━━ Records to use ━━

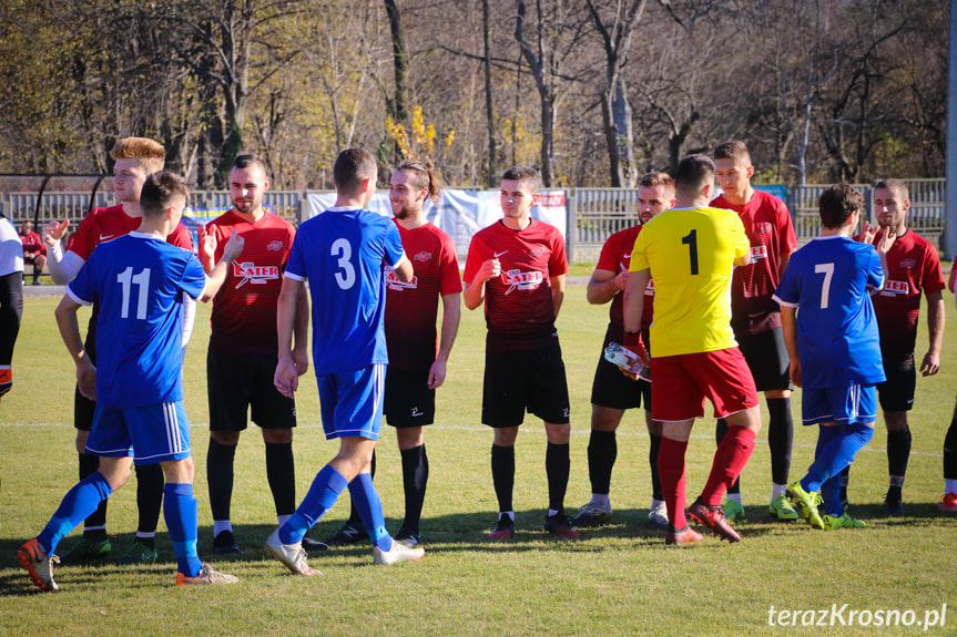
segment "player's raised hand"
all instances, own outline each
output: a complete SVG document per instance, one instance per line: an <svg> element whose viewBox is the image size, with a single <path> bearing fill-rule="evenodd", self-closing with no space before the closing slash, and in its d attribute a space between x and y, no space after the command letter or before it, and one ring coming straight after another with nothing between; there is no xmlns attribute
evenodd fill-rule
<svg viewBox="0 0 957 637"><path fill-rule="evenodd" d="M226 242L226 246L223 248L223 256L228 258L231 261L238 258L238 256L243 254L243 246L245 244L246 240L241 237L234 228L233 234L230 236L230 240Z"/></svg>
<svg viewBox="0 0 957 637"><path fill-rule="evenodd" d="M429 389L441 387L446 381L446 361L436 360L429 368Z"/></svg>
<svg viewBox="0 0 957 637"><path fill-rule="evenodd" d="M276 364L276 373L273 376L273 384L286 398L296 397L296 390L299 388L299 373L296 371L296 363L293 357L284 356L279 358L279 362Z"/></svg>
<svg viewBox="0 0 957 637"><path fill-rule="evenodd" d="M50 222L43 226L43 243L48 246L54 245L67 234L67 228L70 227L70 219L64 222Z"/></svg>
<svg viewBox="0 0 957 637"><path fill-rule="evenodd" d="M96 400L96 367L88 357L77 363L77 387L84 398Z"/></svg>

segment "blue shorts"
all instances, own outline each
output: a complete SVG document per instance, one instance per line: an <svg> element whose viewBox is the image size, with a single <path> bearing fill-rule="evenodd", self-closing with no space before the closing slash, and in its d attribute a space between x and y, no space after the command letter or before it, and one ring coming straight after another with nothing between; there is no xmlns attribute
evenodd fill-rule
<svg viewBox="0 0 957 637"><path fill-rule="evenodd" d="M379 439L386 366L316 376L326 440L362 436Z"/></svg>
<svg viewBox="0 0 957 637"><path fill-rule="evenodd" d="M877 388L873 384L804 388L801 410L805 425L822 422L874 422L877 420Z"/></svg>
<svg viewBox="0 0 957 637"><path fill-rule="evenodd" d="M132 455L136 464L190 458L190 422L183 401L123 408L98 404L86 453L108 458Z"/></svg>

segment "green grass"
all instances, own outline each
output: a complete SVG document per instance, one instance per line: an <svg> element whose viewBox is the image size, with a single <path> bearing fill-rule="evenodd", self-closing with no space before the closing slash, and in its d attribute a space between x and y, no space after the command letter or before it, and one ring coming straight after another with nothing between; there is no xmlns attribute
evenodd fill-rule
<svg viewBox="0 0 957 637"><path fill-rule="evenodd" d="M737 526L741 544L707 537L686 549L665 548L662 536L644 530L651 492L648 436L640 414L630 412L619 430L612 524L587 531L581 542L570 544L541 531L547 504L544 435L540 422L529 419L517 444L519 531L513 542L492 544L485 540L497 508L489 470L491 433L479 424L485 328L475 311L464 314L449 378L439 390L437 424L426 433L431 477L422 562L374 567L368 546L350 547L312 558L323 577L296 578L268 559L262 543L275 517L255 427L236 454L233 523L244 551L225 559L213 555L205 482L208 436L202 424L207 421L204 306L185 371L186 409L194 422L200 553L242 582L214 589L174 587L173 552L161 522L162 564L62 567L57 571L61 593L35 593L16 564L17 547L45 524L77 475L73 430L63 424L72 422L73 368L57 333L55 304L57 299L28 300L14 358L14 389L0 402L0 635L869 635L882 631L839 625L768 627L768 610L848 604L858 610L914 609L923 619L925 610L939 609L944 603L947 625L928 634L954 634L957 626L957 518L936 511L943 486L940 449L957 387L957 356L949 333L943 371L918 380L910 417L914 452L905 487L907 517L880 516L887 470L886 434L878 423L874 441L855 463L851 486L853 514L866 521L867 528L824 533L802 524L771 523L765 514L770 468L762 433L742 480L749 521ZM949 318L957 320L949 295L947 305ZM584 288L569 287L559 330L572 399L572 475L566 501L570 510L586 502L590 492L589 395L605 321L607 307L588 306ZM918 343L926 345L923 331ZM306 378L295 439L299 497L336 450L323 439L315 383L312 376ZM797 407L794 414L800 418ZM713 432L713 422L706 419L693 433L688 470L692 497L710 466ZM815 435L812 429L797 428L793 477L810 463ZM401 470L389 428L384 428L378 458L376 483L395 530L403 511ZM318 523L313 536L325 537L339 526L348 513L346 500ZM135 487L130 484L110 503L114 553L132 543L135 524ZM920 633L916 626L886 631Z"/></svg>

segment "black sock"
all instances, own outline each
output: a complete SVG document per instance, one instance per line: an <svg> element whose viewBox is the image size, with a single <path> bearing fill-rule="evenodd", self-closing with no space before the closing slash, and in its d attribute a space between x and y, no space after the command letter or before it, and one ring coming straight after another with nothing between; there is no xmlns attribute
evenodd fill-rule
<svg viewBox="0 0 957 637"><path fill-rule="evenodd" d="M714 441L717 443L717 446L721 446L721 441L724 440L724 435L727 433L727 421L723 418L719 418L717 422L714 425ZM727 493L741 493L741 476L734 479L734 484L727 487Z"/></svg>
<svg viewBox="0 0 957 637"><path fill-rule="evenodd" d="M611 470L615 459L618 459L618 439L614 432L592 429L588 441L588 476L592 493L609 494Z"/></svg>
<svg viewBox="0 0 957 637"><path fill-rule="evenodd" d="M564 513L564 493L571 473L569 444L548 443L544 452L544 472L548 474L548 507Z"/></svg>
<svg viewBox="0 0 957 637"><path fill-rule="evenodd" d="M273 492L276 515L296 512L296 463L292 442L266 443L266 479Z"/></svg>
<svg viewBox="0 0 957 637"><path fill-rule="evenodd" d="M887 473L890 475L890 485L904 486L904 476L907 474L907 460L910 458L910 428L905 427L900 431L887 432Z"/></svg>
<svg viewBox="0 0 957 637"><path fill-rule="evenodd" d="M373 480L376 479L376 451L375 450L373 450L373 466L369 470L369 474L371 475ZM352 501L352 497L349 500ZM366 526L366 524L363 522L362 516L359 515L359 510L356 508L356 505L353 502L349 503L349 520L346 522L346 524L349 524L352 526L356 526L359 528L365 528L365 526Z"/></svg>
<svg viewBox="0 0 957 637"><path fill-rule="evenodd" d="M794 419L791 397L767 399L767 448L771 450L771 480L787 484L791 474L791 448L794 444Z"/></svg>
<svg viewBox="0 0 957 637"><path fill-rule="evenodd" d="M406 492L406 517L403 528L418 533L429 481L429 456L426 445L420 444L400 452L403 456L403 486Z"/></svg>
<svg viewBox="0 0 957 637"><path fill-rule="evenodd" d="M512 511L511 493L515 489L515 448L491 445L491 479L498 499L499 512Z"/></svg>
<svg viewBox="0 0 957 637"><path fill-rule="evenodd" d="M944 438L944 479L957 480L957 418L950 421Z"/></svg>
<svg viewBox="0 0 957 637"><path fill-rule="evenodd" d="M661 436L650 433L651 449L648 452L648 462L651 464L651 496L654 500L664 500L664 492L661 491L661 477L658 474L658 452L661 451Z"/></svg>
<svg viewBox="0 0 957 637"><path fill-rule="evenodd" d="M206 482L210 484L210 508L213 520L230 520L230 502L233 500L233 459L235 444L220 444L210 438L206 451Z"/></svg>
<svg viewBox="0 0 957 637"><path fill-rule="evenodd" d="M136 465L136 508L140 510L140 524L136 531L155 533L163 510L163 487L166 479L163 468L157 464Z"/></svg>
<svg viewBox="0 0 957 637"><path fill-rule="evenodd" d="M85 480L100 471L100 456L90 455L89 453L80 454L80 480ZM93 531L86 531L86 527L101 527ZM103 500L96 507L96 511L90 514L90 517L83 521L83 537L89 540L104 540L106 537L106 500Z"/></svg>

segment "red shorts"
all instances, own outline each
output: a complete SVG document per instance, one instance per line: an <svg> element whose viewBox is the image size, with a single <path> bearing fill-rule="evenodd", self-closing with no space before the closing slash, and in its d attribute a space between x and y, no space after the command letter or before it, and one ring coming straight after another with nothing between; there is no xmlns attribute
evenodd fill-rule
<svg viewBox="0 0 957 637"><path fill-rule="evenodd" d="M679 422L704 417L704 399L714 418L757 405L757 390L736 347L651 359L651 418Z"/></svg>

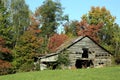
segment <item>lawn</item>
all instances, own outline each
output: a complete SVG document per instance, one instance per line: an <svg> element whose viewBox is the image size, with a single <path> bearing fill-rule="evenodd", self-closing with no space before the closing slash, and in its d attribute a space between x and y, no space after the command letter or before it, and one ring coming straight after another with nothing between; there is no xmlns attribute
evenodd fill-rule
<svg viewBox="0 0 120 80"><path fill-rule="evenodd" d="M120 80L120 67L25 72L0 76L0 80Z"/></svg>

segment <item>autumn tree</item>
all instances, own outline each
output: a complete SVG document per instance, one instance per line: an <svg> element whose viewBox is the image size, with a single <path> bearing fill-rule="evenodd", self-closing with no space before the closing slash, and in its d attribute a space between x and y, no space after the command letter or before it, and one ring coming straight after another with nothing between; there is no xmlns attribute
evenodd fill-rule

━━━
━━ Records to use ━━

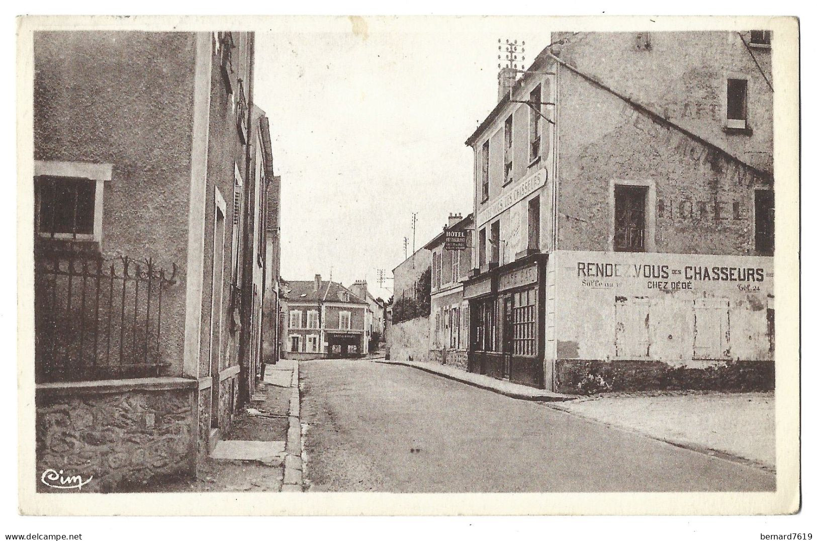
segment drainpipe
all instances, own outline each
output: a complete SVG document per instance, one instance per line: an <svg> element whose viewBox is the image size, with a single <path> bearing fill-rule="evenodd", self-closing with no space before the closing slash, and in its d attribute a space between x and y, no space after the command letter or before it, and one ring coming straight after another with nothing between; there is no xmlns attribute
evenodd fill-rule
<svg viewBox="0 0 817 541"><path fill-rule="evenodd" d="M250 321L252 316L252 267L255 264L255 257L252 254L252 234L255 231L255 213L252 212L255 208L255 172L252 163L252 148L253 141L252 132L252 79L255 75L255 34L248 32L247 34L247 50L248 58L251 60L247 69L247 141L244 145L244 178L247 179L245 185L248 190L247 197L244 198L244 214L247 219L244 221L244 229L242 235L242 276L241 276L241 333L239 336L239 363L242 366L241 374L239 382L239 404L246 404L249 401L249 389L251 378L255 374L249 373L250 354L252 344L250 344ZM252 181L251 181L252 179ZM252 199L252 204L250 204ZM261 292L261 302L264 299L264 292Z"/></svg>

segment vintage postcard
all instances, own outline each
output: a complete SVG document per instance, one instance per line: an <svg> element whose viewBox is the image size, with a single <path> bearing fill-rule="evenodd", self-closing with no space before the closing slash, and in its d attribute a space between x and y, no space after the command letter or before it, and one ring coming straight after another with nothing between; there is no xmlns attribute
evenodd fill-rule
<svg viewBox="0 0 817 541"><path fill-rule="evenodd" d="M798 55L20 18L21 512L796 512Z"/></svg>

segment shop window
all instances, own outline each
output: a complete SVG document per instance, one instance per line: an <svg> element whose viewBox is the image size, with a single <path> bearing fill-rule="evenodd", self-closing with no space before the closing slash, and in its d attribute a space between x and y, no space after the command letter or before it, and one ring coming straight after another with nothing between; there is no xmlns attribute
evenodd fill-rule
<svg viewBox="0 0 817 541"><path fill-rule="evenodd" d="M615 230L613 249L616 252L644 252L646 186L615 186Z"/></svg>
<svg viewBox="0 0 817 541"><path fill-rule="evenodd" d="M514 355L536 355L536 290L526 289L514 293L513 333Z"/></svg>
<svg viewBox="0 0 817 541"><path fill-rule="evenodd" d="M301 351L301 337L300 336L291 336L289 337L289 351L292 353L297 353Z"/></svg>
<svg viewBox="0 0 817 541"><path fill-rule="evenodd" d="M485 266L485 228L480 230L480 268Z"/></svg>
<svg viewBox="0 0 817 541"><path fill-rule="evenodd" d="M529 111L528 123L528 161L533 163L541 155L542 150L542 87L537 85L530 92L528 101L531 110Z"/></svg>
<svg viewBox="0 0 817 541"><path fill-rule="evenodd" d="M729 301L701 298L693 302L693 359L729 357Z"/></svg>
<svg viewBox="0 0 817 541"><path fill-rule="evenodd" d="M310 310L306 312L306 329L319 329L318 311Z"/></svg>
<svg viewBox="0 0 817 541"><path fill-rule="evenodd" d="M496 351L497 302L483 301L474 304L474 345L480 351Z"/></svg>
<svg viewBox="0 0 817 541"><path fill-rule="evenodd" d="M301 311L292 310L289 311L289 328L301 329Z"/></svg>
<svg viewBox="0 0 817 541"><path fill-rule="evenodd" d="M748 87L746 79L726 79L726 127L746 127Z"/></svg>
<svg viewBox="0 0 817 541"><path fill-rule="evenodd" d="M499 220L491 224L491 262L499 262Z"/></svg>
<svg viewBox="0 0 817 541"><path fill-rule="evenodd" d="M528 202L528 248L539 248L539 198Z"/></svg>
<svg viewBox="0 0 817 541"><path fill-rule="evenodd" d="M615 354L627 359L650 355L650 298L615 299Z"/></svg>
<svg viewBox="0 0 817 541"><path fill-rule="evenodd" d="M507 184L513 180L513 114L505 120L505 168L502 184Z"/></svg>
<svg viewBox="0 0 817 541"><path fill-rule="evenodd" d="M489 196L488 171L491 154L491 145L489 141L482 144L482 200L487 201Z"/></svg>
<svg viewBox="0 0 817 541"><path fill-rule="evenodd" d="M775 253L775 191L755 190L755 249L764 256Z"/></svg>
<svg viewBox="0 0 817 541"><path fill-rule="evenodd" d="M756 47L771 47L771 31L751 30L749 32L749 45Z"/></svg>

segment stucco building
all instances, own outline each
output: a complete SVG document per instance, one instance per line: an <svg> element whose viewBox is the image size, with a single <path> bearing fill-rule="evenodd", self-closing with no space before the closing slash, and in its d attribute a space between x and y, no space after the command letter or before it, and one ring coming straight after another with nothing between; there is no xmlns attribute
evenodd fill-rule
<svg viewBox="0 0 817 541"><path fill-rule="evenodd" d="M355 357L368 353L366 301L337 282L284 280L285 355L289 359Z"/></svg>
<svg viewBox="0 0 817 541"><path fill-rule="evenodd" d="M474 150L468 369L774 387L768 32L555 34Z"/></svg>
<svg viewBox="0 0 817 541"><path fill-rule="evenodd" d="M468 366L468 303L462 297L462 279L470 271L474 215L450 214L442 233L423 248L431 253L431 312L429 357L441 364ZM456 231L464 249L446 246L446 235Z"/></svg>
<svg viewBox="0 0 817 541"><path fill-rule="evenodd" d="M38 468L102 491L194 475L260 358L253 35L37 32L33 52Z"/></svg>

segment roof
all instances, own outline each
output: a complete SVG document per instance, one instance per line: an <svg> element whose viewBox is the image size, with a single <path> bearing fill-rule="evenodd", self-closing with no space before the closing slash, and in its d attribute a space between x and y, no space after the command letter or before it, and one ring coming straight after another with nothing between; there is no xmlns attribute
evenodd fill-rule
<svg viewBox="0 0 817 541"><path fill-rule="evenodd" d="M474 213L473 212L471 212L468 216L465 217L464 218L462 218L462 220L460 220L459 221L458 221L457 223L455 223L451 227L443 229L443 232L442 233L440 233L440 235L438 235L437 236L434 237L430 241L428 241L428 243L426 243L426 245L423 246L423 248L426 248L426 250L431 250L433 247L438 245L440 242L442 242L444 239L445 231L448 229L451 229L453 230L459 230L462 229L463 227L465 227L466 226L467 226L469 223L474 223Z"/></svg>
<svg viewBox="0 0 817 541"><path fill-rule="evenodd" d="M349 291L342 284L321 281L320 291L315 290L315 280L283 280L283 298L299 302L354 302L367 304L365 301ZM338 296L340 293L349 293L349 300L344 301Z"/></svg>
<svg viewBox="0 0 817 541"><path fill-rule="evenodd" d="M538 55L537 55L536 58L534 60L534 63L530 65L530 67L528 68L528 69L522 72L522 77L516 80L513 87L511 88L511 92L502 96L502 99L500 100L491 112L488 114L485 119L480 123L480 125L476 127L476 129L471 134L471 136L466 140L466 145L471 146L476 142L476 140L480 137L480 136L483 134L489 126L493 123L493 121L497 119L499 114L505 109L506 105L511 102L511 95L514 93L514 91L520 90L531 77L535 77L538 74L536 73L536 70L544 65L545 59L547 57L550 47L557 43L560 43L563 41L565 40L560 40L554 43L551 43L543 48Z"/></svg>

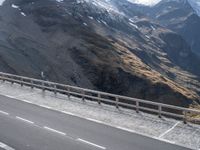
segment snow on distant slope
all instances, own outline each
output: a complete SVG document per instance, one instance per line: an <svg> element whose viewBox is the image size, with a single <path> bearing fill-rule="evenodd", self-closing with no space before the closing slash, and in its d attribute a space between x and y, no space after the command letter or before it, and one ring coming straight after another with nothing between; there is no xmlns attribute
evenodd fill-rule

━━━
━━ Records to use ━━

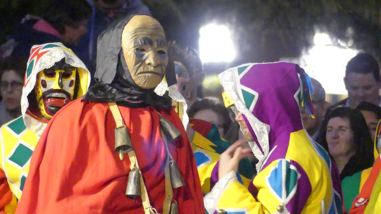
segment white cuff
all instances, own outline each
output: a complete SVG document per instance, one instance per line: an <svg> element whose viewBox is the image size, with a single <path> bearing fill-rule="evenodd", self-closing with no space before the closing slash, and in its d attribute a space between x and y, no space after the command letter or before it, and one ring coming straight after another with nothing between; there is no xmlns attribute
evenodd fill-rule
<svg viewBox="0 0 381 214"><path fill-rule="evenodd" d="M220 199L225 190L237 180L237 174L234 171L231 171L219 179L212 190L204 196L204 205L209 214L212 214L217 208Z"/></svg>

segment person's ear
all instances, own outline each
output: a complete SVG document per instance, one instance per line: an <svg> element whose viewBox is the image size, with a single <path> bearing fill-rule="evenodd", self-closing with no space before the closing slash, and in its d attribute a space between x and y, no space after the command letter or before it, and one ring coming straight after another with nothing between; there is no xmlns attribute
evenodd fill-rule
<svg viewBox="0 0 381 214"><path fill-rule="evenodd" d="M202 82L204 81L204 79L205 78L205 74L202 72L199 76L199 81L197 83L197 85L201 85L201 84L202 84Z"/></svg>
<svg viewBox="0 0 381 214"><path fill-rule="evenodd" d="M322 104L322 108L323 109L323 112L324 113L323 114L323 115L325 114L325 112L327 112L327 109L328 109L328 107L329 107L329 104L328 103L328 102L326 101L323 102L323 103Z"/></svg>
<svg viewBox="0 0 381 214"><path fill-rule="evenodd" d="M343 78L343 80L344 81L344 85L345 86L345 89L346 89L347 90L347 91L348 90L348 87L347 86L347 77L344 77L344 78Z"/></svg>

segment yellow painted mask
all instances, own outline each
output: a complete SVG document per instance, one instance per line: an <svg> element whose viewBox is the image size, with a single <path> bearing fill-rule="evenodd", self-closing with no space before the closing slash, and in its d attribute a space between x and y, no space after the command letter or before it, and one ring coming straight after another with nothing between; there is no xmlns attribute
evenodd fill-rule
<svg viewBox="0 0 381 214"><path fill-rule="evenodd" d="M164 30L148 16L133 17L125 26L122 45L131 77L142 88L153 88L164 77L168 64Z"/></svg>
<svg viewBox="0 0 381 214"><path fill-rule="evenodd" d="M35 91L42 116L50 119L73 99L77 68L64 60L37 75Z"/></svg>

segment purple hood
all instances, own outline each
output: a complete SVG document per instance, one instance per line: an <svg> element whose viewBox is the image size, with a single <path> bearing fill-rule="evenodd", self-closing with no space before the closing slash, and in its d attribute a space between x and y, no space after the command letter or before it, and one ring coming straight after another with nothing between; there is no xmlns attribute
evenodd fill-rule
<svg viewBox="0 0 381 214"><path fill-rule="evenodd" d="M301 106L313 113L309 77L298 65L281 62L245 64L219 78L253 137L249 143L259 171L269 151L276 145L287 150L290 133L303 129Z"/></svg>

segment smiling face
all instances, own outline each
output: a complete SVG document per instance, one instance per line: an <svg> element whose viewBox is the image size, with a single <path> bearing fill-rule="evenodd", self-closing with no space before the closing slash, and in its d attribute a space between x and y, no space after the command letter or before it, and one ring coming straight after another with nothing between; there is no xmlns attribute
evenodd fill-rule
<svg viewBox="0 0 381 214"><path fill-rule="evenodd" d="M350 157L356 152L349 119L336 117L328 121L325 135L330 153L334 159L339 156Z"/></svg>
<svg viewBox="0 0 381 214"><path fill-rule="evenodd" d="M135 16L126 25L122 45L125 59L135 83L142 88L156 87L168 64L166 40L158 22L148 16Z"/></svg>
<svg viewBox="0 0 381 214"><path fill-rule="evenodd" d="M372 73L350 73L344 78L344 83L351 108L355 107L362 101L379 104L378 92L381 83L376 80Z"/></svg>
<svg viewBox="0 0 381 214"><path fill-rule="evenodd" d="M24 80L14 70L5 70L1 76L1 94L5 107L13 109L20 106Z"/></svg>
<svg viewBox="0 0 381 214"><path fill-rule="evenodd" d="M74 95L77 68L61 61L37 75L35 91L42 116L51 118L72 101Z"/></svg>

━━━

- **Aim**
Pull out each line of the records above that contains the word "shorts", and copy those lines in their original order.

- **The result**
segment "blue shorts"
segment "red shorts"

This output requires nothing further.